▶ EXERCISE DETAILS
Which lines of the entries below contain the word "white"? Pick out each one and copy it in full.

▶ INFORMATION PROVIDED
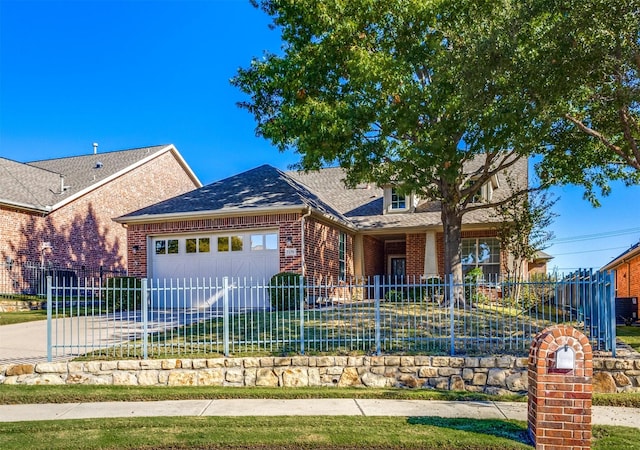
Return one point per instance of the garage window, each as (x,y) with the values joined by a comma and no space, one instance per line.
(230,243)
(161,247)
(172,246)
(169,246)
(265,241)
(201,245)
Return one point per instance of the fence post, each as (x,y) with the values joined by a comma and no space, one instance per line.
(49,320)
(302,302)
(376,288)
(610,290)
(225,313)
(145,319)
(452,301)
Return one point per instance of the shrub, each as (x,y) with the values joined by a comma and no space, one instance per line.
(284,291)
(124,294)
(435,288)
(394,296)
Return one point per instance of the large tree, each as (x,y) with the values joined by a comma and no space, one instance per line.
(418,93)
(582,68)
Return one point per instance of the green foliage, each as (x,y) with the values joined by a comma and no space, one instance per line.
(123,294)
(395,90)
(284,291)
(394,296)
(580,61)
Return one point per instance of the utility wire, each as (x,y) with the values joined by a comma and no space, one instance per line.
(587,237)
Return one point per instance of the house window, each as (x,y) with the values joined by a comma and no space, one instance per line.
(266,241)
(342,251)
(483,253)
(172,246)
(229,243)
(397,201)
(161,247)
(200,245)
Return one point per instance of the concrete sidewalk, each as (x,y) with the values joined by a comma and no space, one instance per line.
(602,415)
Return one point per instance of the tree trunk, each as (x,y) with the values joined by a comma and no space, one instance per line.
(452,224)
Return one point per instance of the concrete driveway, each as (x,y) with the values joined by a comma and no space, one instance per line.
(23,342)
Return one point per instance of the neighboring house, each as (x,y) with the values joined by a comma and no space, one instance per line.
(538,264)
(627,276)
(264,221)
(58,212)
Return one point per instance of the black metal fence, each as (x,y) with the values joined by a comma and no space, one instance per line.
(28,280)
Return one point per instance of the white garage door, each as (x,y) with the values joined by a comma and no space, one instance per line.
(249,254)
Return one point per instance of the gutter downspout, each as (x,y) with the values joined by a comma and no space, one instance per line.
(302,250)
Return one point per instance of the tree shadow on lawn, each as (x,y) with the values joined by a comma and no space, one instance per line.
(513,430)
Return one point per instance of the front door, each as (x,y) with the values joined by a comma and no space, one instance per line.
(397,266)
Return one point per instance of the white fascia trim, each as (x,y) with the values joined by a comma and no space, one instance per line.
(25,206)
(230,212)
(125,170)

==

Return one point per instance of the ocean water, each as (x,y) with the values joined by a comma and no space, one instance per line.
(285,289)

* * *

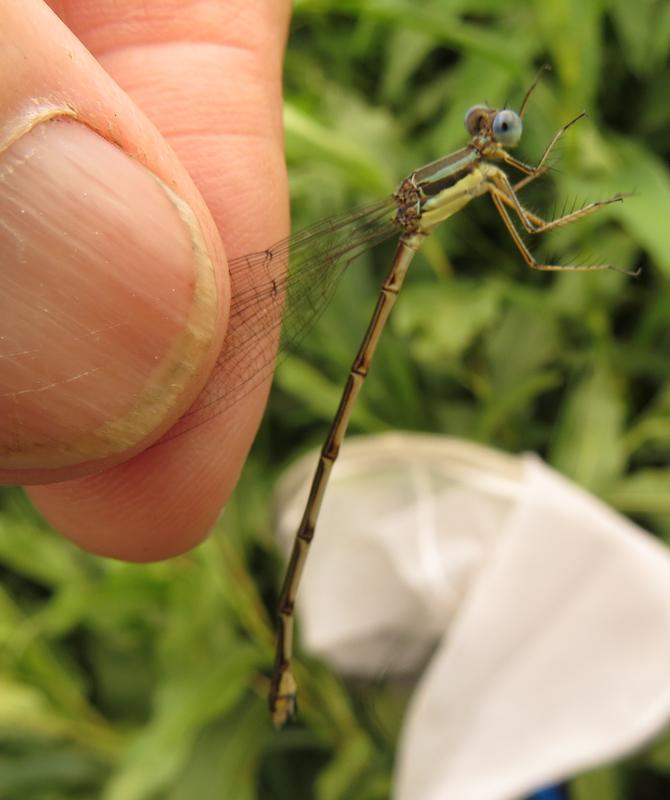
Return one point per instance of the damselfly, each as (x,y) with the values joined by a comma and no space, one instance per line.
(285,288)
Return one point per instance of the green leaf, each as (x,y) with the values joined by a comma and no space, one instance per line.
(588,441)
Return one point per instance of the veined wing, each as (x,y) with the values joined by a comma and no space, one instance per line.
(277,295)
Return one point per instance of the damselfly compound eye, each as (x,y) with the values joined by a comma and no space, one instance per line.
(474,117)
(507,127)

▶ ANSWER
Return one point per instance of the white garage door, each as (x,y) with the values joined by a comma and no space, one instance per line.
Return one point per instance of the white fascia trim, each as (x,y) with the values joined by a comma and no space, one instance per line.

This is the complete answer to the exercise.